● EXERCISE GOAL:
Filter the records below, keeping only the lines that contain the string "lavender". Copy each such line.

[Excerpts from a pointing dataset]
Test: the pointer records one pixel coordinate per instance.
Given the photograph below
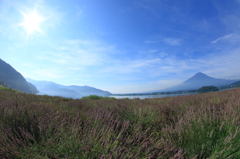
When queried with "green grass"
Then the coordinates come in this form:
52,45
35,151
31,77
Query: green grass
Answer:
193,126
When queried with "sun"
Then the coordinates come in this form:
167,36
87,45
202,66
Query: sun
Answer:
32,22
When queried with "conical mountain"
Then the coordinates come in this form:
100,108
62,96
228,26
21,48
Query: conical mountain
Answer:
13,78
199,80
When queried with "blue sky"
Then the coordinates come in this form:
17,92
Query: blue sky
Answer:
122,46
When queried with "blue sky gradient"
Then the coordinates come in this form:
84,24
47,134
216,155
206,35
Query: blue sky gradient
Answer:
122,46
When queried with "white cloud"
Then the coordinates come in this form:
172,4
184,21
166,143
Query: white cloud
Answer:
228,37
172,41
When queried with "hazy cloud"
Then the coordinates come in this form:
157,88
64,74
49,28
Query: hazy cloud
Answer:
172,41
228,37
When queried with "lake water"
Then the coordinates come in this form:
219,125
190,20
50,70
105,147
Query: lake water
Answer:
148,96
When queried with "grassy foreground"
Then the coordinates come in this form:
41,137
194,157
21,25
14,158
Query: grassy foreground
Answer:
193,126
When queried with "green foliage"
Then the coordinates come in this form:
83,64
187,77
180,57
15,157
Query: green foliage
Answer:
193,126
96,97
207,89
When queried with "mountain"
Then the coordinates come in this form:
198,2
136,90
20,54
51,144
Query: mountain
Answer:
197,81
235,84
54,89
73,91
14,79
32,87
86,90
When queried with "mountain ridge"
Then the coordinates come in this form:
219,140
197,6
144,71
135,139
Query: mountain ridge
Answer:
72,91
14,79
197,81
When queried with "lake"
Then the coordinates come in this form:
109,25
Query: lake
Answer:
148,96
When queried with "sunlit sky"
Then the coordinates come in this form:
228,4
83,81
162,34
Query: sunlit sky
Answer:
121,46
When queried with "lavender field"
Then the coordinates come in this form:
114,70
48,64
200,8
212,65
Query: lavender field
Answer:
192,126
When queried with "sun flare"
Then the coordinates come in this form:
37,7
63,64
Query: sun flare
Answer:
31,22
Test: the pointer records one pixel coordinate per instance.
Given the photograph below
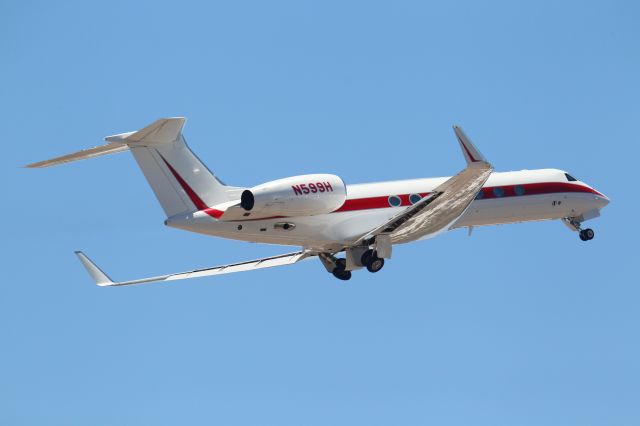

● CORRECT ANSWER:
When queried with "lavender field"
Query: lavender field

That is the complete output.